Activity:
Each line from the one that contains "Query: green tree" to the end of the material must be quoted exactly; include both end lines and nothing else.

Data for the task:
::::::

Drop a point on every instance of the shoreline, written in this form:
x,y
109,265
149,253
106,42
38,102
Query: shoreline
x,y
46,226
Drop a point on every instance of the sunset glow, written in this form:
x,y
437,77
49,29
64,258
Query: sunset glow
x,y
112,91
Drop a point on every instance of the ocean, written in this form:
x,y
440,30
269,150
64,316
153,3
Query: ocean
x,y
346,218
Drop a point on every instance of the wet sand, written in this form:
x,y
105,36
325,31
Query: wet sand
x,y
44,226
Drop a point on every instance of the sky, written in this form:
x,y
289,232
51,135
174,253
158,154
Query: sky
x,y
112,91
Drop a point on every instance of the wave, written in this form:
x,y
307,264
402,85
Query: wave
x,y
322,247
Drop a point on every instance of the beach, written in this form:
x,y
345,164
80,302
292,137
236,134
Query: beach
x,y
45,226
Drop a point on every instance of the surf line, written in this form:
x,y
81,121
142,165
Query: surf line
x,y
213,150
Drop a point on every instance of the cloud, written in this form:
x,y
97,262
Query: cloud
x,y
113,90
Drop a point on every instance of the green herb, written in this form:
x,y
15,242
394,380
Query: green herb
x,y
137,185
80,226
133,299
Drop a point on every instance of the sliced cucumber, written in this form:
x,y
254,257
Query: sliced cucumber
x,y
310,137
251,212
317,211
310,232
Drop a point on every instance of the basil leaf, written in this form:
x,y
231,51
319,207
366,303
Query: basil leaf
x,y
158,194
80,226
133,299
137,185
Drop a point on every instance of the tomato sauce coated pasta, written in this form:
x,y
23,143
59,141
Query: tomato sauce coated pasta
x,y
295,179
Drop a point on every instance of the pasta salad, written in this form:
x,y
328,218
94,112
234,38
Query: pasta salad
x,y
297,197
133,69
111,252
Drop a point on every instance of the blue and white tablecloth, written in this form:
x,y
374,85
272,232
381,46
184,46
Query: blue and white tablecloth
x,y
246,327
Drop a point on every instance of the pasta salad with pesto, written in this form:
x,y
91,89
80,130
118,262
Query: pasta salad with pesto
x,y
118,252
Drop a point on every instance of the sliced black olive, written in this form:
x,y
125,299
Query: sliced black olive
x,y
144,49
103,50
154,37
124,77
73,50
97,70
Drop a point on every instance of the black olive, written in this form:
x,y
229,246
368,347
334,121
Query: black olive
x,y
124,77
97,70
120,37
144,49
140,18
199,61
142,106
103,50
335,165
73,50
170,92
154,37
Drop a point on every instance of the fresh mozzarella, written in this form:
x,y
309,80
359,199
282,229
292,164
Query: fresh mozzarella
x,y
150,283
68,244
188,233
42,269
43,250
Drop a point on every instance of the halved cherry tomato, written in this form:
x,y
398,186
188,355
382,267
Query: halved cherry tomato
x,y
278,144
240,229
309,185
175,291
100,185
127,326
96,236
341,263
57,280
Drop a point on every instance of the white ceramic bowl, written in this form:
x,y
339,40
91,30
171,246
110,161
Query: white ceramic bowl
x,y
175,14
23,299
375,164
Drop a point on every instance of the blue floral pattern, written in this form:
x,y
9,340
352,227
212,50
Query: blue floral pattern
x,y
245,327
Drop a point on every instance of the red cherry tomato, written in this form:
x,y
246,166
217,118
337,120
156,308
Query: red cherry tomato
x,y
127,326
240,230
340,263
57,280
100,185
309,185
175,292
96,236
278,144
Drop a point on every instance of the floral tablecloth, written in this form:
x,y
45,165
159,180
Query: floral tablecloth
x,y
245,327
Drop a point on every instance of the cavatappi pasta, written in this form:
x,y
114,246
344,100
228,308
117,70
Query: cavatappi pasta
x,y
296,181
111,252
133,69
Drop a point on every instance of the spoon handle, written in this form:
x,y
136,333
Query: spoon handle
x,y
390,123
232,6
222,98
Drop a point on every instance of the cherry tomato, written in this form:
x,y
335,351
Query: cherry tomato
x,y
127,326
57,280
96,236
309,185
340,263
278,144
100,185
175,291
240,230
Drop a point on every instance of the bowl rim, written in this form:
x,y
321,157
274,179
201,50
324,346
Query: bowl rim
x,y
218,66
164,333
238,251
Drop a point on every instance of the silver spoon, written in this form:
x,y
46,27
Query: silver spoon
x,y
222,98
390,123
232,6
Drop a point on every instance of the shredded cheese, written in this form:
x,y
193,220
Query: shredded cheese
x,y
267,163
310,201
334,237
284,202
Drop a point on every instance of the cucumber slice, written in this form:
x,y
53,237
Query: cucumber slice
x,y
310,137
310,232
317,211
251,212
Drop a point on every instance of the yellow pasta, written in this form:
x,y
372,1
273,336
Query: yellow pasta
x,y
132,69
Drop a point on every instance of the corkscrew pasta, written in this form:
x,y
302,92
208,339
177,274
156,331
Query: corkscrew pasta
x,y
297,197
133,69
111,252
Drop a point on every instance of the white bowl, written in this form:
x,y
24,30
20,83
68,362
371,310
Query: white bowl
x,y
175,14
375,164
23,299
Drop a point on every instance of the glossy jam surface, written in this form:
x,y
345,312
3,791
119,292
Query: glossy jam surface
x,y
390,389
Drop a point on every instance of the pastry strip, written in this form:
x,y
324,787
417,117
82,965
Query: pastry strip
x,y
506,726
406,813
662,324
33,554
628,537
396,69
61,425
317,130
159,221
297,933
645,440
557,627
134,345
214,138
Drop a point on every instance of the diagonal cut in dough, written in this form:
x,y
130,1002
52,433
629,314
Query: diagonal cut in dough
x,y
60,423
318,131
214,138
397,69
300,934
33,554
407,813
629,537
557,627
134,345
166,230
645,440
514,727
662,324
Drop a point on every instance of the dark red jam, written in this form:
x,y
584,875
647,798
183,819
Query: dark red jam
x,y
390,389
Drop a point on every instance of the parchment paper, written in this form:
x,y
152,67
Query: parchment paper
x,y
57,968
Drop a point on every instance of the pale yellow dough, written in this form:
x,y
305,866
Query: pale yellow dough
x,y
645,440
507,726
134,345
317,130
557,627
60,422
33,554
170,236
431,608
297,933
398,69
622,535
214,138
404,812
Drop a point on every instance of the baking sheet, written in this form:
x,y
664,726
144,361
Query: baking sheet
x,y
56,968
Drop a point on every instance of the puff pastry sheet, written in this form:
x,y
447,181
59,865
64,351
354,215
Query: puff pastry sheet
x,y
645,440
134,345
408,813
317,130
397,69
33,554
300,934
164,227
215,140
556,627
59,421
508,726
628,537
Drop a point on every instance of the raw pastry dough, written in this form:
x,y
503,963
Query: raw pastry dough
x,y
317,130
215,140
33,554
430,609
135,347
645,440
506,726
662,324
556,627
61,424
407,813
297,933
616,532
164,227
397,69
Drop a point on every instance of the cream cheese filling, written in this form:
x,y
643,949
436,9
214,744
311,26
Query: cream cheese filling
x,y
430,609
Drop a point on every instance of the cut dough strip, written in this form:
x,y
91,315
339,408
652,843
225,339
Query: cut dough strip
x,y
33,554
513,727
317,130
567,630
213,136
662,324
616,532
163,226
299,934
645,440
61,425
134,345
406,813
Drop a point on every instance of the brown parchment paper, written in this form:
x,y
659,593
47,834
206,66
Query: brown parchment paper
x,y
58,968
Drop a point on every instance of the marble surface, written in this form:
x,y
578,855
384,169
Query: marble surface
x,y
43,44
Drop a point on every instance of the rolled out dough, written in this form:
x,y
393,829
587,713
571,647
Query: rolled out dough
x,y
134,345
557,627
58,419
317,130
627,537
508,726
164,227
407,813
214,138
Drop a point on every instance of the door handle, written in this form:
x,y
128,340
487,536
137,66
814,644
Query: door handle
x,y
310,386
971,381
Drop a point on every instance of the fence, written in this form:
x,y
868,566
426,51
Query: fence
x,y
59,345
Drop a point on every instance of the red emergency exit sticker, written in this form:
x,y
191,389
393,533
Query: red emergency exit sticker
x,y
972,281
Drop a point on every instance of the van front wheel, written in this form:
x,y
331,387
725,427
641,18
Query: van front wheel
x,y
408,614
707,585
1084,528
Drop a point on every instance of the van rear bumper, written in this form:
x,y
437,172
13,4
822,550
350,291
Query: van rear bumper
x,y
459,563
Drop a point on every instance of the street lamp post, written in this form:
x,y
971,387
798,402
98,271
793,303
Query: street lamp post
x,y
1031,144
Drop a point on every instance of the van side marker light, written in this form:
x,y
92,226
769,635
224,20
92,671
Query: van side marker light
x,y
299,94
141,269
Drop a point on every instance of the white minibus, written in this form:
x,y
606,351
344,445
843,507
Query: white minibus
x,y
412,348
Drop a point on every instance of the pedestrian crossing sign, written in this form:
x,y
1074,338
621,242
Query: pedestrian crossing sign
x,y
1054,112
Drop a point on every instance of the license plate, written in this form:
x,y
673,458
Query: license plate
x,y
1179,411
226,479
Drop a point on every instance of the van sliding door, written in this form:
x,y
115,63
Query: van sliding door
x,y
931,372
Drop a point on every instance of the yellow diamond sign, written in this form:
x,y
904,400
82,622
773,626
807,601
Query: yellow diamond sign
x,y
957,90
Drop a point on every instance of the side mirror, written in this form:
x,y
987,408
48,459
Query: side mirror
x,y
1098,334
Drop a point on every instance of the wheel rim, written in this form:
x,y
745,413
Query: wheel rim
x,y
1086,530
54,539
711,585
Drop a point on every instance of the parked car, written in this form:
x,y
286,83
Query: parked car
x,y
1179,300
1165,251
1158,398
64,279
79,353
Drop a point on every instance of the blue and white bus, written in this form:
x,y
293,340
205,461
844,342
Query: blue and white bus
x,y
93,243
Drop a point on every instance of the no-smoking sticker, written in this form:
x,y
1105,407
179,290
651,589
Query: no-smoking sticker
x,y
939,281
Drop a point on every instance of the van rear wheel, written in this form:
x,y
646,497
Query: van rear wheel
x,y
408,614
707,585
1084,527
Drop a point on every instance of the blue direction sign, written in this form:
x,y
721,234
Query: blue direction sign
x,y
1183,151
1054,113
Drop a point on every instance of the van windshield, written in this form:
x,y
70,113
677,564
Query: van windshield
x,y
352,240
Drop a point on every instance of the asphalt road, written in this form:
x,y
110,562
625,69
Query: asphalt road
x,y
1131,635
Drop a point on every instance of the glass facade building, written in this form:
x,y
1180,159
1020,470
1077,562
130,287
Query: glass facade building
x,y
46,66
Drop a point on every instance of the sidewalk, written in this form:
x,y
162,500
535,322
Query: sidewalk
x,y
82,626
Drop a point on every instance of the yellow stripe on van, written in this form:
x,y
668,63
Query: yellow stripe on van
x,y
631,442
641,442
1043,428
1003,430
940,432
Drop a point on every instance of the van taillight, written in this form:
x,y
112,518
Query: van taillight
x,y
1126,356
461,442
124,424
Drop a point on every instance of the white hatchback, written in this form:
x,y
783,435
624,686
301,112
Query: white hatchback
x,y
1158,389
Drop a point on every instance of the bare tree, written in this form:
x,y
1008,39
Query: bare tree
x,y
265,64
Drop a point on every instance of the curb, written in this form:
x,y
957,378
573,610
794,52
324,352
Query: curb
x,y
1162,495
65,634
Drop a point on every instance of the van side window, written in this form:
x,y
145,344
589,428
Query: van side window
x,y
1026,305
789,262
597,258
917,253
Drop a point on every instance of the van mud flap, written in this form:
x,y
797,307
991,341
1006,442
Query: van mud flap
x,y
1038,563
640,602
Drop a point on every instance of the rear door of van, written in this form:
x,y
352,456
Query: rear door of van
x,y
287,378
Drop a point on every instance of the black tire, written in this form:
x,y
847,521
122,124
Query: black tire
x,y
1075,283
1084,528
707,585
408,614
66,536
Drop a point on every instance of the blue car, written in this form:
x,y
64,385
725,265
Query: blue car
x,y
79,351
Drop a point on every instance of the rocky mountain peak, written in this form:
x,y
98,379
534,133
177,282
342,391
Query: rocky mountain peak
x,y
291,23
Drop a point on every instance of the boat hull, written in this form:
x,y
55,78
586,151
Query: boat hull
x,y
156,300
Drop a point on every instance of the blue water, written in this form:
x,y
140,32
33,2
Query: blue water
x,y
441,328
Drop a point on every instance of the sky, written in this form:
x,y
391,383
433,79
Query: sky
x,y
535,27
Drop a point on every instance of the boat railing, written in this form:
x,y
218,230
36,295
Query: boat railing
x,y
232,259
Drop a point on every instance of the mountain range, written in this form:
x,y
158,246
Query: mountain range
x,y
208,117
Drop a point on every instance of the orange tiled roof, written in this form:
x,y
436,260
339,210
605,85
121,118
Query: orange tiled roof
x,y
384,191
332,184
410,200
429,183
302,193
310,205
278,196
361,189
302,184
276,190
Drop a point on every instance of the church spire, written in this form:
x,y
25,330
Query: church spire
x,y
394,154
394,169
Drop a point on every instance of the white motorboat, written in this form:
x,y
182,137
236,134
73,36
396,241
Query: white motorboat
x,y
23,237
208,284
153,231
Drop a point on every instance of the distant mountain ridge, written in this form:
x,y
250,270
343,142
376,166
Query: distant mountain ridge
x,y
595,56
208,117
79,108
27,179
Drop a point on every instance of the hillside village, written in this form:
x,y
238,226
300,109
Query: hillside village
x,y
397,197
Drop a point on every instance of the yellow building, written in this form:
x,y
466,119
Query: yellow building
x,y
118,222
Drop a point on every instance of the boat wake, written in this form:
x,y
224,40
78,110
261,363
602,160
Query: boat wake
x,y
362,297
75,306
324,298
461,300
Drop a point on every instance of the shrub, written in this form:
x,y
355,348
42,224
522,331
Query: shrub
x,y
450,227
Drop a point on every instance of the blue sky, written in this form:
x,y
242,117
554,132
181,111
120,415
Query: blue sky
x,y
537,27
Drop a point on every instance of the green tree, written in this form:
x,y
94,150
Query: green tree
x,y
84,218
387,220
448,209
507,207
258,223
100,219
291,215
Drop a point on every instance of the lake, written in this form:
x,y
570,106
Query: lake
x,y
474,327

::::::

Exercise answer:
Query: green tree
x,y
84,218
387,220
448,209
507,207
258,223
100,219
291,215
Drop a point on every instance of the lake, written in this form:
x,y
570,106
Query: lake
x,y
474,327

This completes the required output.